Reproduce the lines from the one containing "Where can the tie" through the one containing "pixel 379 125", inclusive, renaming "instance" to "occurrence" and keeping everything else the same.
-- Start INFORMATION SUPPLIED --
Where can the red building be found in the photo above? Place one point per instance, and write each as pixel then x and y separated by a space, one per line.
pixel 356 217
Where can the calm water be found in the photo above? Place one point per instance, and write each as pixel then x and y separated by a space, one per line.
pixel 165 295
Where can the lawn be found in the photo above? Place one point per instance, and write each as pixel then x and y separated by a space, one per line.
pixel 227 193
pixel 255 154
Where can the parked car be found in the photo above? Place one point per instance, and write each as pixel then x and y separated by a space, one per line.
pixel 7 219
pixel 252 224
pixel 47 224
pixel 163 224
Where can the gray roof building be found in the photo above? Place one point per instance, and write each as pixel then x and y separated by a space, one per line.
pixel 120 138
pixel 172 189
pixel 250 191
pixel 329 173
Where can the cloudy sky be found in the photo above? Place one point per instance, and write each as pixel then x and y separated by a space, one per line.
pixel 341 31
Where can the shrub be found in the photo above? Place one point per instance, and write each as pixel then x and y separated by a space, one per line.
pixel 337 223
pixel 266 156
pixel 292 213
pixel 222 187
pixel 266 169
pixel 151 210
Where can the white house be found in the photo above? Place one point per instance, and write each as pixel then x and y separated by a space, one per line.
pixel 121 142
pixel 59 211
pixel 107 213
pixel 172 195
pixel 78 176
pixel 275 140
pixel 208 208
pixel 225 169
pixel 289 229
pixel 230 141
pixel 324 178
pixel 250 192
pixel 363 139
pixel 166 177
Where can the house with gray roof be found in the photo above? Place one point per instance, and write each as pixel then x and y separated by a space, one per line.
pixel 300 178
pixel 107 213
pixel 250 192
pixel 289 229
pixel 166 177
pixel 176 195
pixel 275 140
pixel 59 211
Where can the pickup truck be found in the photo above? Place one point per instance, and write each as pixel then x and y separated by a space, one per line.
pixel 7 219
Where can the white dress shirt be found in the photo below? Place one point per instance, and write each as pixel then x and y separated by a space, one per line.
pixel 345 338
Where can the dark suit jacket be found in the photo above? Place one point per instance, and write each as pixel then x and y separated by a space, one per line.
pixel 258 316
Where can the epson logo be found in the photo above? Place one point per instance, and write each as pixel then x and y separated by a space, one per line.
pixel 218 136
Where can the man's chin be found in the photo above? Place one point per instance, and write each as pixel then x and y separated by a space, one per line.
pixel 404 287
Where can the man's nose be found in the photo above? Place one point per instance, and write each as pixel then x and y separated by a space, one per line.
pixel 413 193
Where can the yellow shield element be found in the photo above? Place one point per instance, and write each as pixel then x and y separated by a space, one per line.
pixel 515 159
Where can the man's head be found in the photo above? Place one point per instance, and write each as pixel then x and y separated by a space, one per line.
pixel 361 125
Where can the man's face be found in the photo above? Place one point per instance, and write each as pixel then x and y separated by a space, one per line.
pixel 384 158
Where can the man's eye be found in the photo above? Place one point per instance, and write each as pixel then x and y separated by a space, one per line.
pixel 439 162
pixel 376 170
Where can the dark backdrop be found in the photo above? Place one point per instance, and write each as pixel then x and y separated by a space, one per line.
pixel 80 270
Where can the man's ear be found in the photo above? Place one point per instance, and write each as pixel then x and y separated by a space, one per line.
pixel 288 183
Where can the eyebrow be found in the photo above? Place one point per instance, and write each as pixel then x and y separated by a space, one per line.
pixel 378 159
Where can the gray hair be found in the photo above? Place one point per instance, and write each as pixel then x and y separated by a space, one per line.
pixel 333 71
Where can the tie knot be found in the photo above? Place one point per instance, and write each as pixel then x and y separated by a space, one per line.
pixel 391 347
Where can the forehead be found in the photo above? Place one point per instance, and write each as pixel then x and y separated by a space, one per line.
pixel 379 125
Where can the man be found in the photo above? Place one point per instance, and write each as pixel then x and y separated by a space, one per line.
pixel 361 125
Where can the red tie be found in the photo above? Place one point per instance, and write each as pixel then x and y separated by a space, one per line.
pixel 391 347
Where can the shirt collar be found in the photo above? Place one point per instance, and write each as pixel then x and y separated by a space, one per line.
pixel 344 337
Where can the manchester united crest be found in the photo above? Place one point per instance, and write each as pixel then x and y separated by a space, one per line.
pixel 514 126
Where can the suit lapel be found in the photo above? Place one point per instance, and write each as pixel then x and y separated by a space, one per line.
-- End INFORMATION SUPPLIED --
__FULL OUTPUT__
Where can the tie knot be found in the photo above? Place one point per occurrence, and write each as pixel then x and y separated by a space, one per line.
pixel 391 347
Where can the forehead be found in the photo above? Place one point per occurrence, and write each as pixel then x and y separated by a space, one per line.
pixel 379 125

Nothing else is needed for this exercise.